◆ **WHAT YOU WILL DO**: Sort through the entries below and pull out lines containing the word "clicks".

◆ **Collected data entries**:

*-*-*

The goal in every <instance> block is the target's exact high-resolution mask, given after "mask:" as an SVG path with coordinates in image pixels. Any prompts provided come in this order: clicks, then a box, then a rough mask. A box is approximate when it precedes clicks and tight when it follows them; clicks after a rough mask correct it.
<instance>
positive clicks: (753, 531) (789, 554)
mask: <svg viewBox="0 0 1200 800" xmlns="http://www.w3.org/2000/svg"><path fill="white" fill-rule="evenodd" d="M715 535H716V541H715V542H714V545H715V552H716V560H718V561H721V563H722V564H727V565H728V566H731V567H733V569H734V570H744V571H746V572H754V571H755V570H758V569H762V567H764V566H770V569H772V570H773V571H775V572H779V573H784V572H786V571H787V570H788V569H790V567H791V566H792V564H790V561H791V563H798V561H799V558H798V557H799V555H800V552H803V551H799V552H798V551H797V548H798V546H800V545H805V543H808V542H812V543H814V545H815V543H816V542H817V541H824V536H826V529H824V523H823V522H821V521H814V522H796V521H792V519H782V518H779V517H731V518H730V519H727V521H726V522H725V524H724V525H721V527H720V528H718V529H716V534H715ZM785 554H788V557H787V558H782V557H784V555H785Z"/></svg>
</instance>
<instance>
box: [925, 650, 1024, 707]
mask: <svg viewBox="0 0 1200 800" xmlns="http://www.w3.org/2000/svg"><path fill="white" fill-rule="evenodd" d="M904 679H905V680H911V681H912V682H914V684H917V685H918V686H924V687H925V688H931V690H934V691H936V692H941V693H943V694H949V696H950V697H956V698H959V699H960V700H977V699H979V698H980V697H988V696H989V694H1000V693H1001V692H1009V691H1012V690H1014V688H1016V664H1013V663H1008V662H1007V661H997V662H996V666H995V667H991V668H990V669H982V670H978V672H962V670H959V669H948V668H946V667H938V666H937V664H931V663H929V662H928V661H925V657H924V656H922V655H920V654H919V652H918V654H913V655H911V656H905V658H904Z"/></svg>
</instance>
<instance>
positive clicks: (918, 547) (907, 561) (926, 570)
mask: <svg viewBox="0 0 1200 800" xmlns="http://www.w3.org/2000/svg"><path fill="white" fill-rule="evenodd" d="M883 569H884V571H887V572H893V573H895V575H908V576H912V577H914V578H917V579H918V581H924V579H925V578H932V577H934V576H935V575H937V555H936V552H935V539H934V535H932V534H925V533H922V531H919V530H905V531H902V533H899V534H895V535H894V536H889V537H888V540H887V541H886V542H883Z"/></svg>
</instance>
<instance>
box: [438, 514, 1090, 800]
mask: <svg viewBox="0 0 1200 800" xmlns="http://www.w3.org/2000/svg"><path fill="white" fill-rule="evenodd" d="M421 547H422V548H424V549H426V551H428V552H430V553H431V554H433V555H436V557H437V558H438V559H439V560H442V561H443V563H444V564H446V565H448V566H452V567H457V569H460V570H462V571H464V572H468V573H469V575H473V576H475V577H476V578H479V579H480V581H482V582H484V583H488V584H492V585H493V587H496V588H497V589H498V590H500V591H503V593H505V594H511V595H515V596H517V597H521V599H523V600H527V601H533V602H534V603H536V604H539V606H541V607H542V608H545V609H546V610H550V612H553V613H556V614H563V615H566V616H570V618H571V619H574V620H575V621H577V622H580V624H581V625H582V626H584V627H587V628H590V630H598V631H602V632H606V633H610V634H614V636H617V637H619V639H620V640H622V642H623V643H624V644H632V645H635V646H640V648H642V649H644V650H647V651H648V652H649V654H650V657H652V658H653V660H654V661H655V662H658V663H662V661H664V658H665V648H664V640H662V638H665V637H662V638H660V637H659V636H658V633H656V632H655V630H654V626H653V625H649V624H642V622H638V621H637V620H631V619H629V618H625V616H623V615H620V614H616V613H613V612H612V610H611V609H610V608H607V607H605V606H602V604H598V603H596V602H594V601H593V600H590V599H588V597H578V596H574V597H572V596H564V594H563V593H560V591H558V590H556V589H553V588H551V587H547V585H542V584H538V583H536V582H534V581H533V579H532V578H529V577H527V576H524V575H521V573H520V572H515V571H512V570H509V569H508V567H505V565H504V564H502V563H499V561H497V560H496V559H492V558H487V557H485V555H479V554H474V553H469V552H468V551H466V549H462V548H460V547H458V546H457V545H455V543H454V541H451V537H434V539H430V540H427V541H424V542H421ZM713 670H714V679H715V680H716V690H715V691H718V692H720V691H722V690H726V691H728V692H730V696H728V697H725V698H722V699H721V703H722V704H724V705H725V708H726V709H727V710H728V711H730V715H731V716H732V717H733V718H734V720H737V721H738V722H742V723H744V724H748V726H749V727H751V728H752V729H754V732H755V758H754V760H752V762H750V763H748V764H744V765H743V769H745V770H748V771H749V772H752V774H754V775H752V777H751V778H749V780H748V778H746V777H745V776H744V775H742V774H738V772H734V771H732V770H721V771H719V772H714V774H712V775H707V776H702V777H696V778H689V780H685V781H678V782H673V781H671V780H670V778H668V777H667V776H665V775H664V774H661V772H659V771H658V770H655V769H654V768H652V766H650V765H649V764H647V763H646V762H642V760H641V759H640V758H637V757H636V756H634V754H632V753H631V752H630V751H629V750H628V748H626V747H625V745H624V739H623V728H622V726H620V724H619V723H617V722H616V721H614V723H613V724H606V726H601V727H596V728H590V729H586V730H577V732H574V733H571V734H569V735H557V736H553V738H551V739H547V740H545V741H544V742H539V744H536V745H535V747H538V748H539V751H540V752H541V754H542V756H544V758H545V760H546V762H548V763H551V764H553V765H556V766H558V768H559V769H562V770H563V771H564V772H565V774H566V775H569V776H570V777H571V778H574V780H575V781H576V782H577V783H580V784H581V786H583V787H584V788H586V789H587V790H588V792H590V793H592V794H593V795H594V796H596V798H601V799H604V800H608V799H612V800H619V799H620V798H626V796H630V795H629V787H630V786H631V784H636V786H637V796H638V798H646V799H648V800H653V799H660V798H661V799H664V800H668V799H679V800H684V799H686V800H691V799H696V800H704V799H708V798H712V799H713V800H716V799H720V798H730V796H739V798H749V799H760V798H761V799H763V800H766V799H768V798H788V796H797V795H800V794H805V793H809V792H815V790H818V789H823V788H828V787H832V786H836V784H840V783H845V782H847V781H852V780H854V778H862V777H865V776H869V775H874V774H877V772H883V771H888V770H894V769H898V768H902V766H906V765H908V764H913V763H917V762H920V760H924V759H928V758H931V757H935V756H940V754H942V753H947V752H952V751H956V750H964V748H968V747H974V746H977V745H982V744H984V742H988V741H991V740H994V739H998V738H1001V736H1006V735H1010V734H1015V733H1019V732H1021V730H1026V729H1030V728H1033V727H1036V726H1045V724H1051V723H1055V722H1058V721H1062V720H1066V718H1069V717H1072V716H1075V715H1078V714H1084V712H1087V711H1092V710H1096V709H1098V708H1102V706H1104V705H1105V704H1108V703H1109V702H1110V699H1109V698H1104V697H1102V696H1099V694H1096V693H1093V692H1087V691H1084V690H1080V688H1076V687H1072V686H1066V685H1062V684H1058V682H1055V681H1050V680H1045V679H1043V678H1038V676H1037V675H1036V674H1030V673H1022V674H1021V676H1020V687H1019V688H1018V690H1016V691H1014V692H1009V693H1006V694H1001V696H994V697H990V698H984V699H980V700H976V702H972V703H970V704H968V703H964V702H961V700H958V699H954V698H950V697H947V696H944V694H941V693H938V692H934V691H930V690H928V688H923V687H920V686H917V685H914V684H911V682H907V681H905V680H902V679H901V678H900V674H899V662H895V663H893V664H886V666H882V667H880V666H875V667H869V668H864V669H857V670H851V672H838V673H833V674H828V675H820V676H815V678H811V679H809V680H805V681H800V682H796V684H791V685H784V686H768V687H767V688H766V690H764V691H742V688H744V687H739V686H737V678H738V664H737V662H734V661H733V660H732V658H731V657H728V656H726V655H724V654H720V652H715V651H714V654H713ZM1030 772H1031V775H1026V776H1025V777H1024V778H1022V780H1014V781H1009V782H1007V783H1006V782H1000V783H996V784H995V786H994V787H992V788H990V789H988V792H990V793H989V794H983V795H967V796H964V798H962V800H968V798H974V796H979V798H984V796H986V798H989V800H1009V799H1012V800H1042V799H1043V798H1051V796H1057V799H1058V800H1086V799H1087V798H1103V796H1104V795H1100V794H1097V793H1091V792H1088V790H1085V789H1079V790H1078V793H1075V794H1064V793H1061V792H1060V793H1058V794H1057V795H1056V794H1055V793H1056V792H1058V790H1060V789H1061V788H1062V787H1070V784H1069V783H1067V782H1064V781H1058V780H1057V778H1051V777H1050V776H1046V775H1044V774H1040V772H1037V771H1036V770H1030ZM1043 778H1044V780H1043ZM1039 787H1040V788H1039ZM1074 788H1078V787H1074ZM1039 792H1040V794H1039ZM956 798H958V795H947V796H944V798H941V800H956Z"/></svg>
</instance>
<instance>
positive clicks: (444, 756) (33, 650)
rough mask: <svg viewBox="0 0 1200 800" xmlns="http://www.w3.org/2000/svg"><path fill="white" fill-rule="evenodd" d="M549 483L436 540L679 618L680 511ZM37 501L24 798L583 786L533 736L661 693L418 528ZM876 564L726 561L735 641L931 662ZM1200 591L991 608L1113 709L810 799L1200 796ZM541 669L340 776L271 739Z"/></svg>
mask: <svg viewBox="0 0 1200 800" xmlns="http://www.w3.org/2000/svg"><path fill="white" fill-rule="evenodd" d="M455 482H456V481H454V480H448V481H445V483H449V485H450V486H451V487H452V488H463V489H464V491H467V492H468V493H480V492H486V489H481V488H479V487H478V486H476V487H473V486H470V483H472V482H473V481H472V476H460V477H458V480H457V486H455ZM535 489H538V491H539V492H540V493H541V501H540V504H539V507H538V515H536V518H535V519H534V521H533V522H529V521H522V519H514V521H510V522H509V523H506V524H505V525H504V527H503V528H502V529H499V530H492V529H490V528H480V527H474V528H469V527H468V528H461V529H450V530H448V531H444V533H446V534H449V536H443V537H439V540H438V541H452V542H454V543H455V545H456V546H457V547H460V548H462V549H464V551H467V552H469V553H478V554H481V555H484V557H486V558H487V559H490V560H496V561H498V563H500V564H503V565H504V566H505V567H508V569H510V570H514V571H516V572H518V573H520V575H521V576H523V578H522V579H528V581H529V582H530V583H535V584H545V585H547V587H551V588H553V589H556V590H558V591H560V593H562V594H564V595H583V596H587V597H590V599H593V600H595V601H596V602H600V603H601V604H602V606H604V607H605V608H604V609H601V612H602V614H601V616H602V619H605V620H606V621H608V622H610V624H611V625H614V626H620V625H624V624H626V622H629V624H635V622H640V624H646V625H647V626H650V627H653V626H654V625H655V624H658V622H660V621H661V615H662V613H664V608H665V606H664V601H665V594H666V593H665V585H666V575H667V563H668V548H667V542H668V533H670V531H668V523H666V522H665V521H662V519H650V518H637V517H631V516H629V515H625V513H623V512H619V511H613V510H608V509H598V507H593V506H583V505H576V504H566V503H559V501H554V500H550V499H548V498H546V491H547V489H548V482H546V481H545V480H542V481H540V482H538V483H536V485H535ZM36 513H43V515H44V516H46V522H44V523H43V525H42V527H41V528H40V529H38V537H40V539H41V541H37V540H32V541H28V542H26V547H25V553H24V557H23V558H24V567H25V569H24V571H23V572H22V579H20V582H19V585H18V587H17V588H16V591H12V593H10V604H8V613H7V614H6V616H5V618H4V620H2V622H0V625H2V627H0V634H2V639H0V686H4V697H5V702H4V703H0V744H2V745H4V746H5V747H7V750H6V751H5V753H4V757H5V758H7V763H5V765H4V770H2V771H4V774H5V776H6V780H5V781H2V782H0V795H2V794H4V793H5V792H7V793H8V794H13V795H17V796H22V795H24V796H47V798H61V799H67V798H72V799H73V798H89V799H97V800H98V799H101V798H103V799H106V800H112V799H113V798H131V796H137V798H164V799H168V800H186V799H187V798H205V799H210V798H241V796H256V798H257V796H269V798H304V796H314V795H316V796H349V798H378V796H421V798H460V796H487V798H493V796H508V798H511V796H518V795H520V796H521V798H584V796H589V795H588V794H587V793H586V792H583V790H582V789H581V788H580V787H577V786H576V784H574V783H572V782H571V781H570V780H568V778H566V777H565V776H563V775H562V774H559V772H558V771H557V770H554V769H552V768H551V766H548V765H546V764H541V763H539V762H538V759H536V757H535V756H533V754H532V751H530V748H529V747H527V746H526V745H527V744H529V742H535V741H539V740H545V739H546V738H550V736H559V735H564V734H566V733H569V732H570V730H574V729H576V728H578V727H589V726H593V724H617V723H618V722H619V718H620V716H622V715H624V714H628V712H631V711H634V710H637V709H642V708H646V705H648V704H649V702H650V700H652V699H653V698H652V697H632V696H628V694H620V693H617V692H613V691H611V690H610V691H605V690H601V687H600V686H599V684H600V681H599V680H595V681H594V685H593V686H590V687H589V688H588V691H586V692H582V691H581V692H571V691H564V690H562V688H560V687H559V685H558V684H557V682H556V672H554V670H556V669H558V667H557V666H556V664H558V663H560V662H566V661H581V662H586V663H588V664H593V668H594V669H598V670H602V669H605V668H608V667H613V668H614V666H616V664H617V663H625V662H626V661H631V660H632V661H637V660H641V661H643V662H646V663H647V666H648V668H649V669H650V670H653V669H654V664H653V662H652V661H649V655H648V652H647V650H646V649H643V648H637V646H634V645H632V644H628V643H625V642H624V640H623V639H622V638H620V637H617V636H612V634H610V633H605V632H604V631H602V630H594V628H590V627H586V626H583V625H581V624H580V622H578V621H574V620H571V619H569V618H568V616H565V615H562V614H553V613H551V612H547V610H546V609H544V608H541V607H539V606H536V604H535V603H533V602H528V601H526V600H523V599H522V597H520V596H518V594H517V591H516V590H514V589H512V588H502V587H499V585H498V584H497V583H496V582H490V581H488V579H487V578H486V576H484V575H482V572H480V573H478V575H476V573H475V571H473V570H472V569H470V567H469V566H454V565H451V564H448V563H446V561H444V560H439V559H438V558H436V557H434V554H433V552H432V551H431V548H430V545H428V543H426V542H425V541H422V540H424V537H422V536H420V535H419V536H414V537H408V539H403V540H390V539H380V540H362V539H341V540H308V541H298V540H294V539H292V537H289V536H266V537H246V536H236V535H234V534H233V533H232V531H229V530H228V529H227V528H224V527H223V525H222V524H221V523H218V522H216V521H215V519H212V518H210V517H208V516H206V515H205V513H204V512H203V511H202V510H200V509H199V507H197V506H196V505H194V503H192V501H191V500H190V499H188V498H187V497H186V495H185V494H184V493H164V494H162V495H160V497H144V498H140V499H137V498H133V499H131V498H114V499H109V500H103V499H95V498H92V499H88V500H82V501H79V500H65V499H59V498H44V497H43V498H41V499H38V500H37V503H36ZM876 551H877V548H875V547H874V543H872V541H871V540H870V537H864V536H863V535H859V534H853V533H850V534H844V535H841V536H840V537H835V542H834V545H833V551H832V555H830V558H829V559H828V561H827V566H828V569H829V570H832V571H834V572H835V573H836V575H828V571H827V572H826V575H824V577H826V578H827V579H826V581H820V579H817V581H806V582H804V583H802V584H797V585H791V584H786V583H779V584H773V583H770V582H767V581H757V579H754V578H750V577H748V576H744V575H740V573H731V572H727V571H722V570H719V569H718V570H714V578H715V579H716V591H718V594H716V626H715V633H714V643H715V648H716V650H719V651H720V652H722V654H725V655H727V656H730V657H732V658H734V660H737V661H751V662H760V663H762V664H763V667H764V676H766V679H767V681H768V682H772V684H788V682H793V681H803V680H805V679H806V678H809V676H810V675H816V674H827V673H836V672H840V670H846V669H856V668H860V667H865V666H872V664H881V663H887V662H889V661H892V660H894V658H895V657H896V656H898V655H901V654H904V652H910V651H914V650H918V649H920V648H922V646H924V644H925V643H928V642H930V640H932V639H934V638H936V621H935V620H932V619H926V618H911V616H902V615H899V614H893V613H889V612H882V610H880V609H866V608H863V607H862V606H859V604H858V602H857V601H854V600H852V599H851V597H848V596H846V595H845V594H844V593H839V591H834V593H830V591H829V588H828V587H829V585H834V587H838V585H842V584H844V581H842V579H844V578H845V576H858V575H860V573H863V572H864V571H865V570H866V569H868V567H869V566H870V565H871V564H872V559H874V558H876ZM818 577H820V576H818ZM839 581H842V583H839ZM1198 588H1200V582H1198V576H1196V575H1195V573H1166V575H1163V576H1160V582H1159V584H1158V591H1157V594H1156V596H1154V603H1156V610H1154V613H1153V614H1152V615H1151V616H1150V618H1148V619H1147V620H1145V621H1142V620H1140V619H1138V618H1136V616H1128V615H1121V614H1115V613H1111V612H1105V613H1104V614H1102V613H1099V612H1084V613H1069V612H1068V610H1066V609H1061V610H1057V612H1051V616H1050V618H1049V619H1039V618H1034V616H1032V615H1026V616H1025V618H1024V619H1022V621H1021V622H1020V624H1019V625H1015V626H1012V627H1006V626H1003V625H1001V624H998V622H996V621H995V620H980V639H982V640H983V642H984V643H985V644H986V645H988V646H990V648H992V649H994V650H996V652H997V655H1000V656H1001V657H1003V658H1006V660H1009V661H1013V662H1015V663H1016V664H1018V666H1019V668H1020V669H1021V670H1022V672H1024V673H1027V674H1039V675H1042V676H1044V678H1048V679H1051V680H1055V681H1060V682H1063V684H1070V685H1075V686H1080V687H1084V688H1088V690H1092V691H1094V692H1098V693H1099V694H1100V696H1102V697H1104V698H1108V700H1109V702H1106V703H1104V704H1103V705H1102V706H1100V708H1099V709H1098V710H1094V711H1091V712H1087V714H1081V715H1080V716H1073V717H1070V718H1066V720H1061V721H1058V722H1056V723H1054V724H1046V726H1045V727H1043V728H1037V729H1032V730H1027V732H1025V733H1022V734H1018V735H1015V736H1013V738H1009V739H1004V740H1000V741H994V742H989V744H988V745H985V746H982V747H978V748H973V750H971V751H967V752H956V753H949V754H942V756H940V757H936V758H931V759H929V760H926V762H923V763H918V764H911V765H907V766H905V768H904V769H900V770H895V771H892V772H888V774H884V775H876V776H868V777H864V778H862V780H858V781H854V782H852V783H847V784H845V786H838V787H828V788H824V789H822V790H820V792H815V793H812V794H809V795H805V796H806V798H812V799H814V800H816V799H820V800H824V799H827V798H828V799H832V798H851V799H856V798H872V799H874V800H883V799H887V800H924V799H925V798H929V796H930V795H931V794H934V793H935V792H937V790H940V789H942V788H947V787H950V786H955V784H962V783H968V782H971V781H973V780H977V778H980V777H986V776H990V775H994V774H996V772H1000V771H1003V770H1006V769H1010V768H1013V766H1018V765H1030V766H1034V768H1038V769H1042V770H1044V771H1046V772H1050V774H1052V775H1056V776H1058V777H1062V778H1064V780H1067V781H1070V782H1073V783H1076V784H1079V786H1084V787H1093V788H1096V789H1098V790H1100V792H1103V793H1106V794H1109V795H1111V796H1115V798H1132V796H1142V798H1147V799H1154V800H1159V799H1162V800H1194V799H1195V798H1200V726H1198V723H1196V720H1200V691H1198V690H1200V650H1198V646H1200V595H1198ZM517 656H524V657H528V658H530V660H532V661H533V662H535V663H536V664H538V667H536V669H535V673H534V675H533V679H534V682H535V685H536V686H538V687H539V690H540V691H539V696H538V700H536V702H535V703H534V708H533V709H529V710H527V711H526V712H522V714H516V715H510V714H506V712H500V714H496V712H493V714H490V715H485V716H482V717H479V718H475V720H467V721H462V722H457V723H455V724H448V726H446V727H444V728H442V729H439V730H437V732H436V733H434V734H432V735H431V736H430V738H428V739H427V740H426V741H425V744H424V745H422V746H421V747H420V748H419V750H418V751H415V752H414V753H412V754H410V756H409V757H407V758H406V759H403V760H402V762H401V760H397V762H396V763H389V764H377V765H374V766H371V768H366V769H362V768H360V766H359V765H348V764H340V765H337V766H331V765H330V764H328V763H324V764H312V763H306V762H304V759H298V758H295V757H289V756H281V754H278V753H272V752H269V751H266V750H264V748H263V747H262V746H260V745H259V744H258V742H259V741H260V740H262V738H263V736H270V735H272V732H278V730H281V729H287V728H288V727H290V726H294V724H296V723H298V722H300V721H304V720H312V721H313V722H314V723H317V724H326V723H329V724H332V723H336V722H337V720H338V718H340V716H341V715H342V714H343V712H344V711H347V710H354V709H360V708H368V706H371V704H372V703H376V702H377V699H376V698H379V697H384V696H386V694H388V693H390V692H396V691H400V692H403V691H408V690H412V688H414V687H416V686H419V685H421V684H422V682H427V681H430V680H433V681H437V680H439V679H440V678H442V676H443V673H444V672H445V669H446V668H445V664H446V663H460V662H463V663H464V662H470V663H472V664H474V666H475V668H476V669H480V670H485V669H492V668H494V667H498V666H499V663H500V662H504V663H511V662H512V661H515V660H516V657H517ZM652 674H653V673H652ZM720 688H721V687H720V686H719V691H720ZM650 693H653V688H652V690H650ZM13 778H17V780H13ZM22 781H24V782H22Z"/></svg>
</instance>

*-*-*

◆ **PROBLEM SOLUTION**:
The goal in every <instance> block is the target's exact high-resolution mask, given after "mask:" as an SVG path with coordinates in image pixels. Any prompts provided come in this order: clicks, then a box, then a rough mask. A box is approximate when it precedes clicks and tight when it follows them; clicks after a rough mask correct it.
positive clicks: (753, 531) (789, 554)
positive clicks: (918, 547) (907, 561) (926, 570)
positive clicks: (444, 756) (33, 650)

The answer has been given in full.